§ **Written problem**
Edit the records below by changing each "innermost point" to "central point" and leaving every other word as it is.

=== Data shown ===

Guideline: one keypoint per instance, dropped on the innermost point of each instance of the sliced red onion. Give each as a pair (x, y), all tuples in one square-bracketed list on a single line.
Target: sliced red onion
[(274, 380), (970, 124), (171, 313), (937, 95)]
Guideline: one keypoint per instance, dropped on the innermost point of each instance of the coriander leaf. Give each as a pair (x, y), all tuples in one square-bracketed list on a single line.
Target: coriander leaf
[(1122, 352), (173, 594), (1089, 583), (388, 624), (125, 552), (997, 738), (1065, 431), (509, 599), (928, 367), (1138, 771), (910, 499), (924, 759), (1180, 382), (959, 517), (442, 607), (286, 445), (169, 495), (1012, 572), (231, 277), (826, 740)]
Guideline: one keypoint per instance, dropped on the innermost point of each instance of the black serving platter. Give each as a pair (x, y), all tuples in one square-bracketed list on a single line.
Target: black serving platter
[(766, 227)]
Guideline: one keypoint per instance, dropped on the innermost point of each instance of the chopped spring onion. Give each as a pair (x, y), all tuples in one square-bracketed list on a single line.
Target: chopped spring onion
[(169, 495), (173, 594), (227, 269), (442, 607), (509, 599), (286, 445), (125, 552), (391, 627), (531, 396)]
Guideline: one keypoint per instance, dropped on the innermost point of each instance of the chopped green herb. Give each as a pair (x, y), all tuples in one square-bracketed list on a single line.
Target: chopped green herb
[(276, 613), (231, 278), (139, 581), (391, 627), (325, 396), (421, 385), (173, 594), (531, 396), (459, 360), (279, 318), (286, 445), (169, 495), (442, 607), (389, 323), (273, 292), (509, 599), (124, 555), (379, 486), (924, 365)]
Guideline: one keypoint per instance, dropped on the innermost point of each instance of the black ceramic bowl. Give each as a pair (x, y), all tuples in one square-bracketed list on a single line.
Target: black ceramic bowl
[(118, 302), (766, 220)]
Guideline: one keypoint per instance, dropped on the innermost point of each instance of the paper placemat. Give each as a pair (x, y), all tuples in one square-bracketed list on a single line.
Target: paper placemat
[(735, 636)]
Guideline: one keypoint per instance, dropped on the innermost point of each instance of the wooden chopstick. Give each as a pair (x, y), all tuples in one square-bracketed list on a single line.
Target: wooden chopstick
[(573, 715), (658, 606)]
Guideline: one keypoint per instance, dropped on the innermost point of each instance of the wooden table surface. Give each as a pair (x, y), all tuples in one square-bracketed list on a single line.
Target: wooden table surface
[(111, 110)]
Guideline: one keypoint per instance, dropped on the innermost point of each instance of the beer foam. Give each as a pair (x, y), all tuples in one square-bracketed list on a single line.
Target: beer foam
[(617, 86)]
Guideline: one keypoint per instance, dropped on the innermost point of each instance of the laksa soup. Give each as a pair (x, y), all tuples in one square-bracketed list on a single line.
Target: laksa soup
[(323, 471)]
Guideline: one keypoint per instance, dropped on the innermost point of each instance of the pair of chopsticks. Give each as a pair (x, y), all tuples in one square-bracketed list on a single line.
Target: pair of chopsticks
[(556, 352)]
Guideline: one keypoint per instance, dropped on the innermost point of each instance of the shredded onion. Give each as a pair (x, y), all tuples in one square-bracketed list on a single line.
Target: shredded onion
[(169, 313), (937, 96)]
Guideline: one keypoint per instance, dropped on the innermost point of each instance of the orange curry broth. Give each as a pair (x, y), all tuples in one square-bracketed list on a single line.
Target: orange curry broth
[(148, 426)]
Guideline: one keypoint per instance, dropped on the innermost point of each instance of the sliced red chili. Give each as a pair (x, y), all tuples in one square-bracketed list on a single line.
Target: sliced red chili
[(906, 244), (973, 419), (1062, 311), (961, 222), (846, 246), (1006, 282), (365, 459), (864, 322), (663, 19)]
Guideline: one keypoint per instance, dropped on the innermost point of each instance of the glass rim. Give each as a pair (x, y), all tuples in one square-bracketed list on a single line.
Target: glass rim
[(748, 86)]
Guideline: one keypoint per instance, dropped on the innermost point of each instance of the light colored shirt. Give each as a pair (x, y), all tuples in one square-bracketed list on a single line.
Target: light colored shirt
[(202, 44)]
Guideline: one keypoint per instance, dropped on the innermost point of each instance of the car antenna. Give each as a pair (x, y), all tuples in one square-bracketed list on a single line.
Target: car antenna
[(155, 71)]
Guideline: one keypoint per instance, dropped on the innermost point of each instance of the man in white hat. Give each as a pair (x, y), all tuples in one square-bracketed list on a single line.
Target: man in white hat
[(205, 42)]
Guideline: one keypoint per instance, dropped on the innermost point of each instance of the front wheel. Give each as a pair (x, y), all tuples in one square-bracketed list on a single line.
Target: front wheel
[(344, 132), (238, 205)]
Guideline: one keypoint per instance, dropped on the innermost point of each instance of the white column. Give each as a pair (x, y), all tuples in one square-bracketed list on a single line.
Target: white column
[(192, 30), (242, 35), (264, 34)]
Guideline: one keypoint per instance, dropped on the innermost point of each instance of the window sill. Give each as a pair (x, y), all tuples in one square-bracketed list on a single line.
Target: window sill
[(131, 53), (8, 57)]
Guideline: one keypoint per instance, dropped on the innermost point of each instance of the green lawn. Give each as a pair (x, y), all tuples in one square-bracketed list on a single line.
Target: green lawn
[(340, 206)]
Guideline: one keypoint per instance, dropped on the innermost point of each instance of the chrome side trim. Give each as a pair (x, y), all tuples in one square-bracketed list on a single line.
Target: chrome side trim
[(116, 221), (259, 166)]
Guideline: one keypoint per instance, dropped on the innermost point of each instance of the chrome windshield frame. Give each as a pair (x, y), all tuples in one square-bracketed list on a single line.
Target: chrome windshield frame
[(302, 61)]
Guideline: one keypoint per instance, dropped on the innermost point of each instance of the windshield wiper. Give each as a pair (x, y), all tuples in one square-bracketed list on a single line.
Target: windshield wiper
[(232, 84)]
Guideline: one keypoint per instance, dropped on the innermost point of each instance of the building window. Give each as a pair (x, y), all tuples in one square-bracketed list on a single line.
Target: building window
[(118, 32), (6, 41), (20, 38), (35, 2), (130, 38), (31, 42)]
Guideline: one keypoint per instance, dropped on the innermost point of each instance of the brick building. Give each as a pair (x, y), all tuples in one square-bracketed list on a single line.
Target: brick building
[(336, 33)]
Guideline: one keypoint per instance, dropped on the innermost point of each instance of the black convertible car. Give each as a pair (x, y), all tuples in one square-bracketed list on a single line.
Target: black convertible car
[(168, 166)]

===

§ **Exercise response**
Guideline: one keypoint per instance, dropped on the central point of each instance of the sliced red onion. Give each as a pair (x, y), all tuples in one square-bracketed list on a single line.
Target: sliced red onion
[(274, 380), (970, 124), (171, 313), (937, 95)]
Guideline: one keypoint per instance, dropped on the central point of each instance of the coriander leaf. Give each as a pair (x, y), all tuples in one square-bracketed list on a single line.
Target: coriander leaf
[(1122, 352), (173, 594), (1089, 583), (388, 624), (125, 552), (997, 738), (1065, 431), (509, 599), (928, 367), (1138, 771), (910, 499), (924, 759), (1180, 382), (959, 517), (442, 607), (286, 445), (169, 495), (1012, 572), (231, 277), (826, 740)]
Guideline: one keypoint per instance, dropped on the central point of each instance of the black serving platter. Give each as a pair (x, y), all tuples in one square-bracketed list on a single line.
Target: black serving platter
[(766, 227)]
Guideline: one keypoint per instance, dropped on the central point of each instance of the chopped spring onion. Give each as a pair (x, y), all tuples in one square-bracketed list on a single line.
Target: chopped spring onion
[(169, 495), (173, 594), (227, 269), (442, 607), (509, 599), (286, 445), (125, 552), (391, 627), (531, 396)]
Guideline: one keypoint per instance, dropped on the central point of each instance of the chopped green herb. Give each as a pair (x, y), all tuples in one square-bracketed list on a single line.
Target: chopped green herb
[(276, 613), (231, 278), (139, 581), (391, 627), (325, 396), (421, 385), (173, 594), (531, 396), (459, 360), (279, 318), (286, 445), (169, 495), (442, 607), (389, 323), (273, 292), (509, 599), (124, 555), (379, 486), (924, 365)]
Guideline: one keypoint per instance, dropped on the central point of each instance of the black ceramic bowl. Give each as a pair (x, y), all tuples in one square-bracketed list on a single line.
Target: black ceramic bowl
[(118, 302), (766, 220)]
Guideline: one keypoint per instance, dropped on the central point of each instance of the paper placemat. Give each as a pair (x, y), all tuples in one square-bracketed list on a single line.
Target: paper placemat
[(735, 636)]
Guideline: one keypoint per instance, dropped on the central point of each instance of the wooden chopstick. Give each as a pair (x, y), all tuples in one square-bracketed list on a single line.
Target: wooden chopstick
[(573, 715), (658, 606)]
Guideline: one keypoint per instance, dropped on the central point of each instance of the wooden table surface. Give each as a pair (x, y), all tuples in one square-bracketed list on a single line.
Target: wooden table surface
[(111, 110)]
Guideline: one keypoint per instance, dropped on the central point of each instance of the beer foam. Give each as a pair (x, y), all tuples in one square-bracketed list on a single line.
Target: beer foam
[(617, 86)]
Guideline: one keypoint per instance, dropped on the central point of each instance of the laksa soup. Give each as a pair (x, y), all tuples in one square-bracketed list on a single line.
Target: laksa soup
[(323, 471)]
Guideline: one keypoint per instance, dropped on the central point of each instance of the pair of chopsticks. Give each as a pair (x, y), all tuples in one square-bracketed list on a single line.
Target: pair of chopsticks
[(556, 352)]
Guideline: one keypoint per instance, dropped on the central point of each instance of the shredded onion. Give each as a pair (x, y), all tuples in one square-bracketed list on a single line.
Target: shredded onion
[(169, 313), (937, 96)]
Guideline: one keypoint per instance, dropped on the central point of each instance of the orange curry broth. Give each as a pair (x, y), all tuples in one square-bracketed list on a single line.
Target: orange curry broth
[(148, 426)]
Guideline: one keypoint per instance, dropped on the central point of each instance of the sliced red chili. Give each as a pair (x, y), all tuples in one square-bracketed list on a single line.
Target: sliced red chili
[(906, 244), (973, 419), (1062, 311), (961, 222), (846, 246), (1006, 282), (365, 459), (864, 322), (663, 19)]
Guideline: one keypoint per instance, dropped on the central point of each instance of the glass rim. Give each as a pair (x, y), all tuples in one square-bracketed list on a single line.
Target: glass rim
[(748, 86)]
Guideline: one keypoint per instance, dropped on the central point of each instance of the light colored shirt. Give each as a pair (x, y), all tuples in one square-bracketed list on a single line.
Target: light colored shirt
[(202, 44)]
Guideline: one keypoint per instance, dropped on the central point of each instance of the car antenna. Give each as a pair (x, y), all tuples in one square-bracketed list on a single line.
Target: car antenna
[(155, 71)]
Guideline: one keypoint per instance, dropped on the central point of each instance of the man in white hat. Give each as a pair (x, y), all tuples in one square-bracketed list on a single line.
Target: man in white hat
[(205, 42)]
Guideline: one keypoint per instance, dropped on the central point of each instance of the front wheel. Give each as a pair (x, y), all tuples in one square-bracketed list on a single line.
Target: front wheel
[(344, 132), (238, 205)]
Guideline: one keypoint per instance, dropped on the central point of each instance of the white column. Give each as a pair (x, y), all tuples in one square-bracketed list on a single line.
Target: white column
[(192, 30), (242, 35), (264, 34)]
Guideline: one keypoint per instance, dropped on the central point of each instance of the window sill. Give each as a pair (x, y), all tuples in one square-bracketed list on a single line.
Target: window sill
[(131, 53), (8, 57)]
Guideline: one keypoint per instance, dropped on the central point of each instance of the green lawn. Give each as a pair (x, y), all tuples in one square-bracketed list on a single line.
Target: green lawn
[(340, 206)]
Guideline: one keypoint per instance, dropped on the central point of each instance of the chrome side trim. Give each as a pair (x, y), all tuples in one square-bracketed list on a single line.
Target: chrome side trim
[(116, 221), (259, 166)]
Guideline: one keypoint per instance, dropped on the central point of each instance of the chrome windshield frame. Give each as a pair (x, y), all tuples in one square-bracketed list on a single line.
Target: chrome windshield frame
[(302, 61)]
Guideline: one keypoint per instance, dropped on the central point of each instance of the windshield wiper. Give each as a pair (x, y), all tuples in one square-bracketed list on a single line.
Target: windshield wiper
[(232, 84)]
Guideline: one keypoint per instance, dropped on the central point of each instance of the building window. Give each as a pair (x, y), all tuples in one square-bracketed list on a single line.
Target: building window
[(118, 32), (6, 41), (20, 38), (35, 2), (130, 38), (31, 42)]
Guideline: one keypoint per instance, dropped on the central point of each instance of the brick building. Give each as a pair (x, y), all tuples in one square-bracketed list on a single line.
Target: brick building
[(336, 33)]
Guideline: one keypoint per instance, dropped on the central point of each instance of the black convertible car. Give each as a pair (x, y), all tuples in one square-bracketed list on a single line.
Target: black convertible car
[(168, 166)]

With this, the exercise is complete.